==== Data listing
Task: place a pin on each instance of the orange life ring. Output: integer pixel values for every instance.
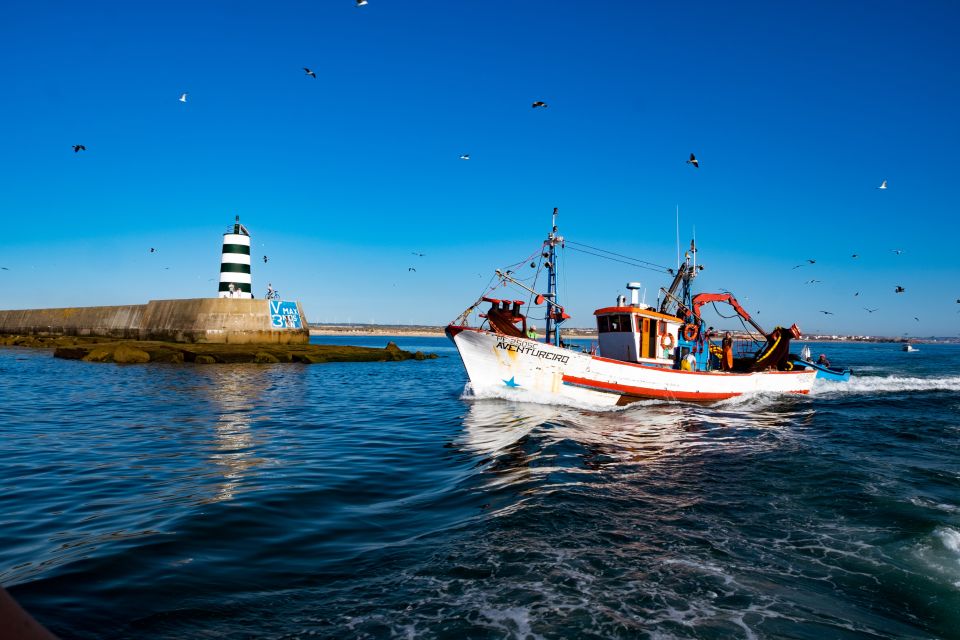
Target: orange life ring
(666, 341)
========
==== Data listing
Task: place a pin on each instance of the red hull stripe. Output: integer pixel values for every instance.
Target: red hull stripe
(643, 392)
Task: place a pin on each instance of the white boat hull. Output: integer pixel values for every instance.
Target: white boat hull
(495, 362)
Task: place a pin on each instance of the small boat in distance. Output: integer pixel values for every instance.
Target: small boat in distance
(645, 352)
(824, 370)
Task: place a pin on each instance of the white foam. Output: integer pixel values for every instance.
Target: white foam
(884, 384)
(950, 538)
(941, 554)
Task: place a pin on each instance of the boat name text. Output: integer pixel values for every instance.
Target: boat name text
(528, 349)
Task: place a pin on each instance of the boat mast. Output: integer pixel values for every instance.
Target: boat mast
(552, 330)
========
→ Exercise directions
Which lines of the material contain the string "mast"? Report each such line in full, treating uppercase and lowercase letters as distinct.

→ Solution to this task
Task: place a pin on each instance of the boat mast. Output: integer pixel values for every instance.
Target: boat mast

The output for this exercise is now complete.